> WHAT TO DO
1: Answer each question from the text on Ontario's pension system.
(a) What body does Recommendation 10-2 say should be formed?
(b) What three examples of developments in the general economic and social environment does the text list?
(c) Who does the text suggest empowering to make changes through rules or regulations instead of amending the statute?
2: Reproduce the text on Ontario's pension system between "Third, change in" and "these new products.", inclusive.

> DOCUMENT TEXT
Recommendation 10-2 — A Pension Community Advisory Council should be formed comprising representatives of all significant stakeholder groups together with other interested parties such as professionals, service providers, academic researchers and business and social advocacy groups. It should be provided with access to data and interpretative studies on Ontario’s pension system, invited to advise on significant policy initiatives, and used as a forum to promote an informed and ongoing exchange of views on pension issues.
Third, change in the pension system must be regarded as continuous. New conceptual insights and analytical approaches should be rapidly incorporated into thinking about the pension system. New developments in the general economic and social environment — for example, the decline of the manufacturing sector, the apparent persistence of lower long-term interest rates or fundamental changes in investment philosophy — should trigger prompt consideration of new approaches to providing pension coverage and safeguarding pension funds. New pension products should be made speedily available in response to the pressures of supply or demand, or to lessons learned from other jurisdictions. And as a necessary corollary, appropriate new approaches to regulation and governance should be introduced in tandem with these new products.
Given the delays that are inevitable in the legislative process, how can changes in regulation be accomplished with the requisite speed and frequency? One sensible strategy — already widely used in the pensions field — is to empower the Minister responsible for pensions, or the regulator, to institute changes by enacting or amending rules or regulations made under the statute, rather than by amending the statute itself. As a corollary, those who will be affected by new rules and regulations should — except in emergencies — have an opportunity to contribute to their formulation.

> STORED DATA
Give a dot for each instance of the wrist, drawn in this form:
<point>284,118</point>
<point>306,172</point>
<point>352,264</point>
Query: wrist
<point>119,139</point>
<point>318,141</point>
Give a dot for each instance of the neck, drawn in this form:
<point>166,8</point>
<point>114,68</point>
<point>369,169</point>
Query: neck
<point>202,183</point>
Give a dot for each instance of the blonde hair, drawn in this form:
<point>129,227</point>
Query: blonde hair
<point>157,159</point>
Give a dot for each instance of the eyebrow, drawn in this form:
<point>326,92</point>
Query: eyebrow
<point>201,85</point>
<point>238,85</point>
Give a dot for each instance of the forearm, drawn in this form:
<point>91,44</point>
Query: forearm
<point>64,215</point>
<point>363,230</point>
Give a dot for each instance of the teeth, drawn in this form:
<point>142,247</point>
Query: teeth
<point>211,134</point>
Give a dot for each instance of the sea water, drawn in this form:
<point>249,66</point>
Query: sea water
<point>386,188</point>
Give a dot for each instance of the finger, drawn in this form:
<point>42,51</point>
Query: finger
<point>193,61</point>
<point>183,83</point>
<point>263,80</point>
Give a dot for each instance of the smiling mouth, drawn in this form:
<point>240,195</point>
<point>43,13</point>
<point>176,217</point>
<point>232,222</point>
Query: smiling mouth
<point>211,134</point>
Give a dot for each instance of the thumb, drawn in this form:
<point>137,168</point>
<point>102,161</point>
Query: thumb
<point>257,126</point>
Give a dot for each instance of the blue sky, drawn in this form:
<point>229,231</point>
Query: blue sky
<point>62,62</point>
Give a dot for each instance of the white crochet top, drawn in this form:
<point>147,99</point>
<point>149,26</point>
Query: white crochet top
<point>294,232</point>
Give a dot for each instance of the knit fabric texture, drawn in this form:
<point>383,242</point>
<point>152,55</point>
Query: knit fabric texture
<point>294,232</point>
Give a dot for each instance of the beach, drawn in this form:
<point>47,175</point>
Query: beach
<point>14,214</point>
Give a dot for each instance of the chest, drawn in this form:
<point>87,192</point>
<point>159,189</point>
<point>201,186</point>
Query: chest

> WRITTEN RESPONSES
1:
(a) A Pension Community Advisory Council.
(b) The decline of the manufacturing sector, the apparent persistence of lower long-term interest rates, and fundamental changes in investment philosophy.
(c) The Minister responsible for pensions, or the regulator.

2:
Third, change in the pension system must be regarded as continuous. New conceptual insights and analytical approaches should be rapidly incorporated into thinking about the pension system. New developments in the general economic and social environment — for example, the decline of the manufacturing sector, the apparent persistence of lower long-term interest rates or fundamental changes in investment philosophy — should trigger prompt consideration of new approaches to providing pension coverage and safeguarding pension funds. New pension products should be made speedily available in response to the pressures of supply or demand, or to lessons learned from other jurisdictions. And as a necessary corollary, appropriate new approaches to regulation and governance should be introduced in tandem with these new products.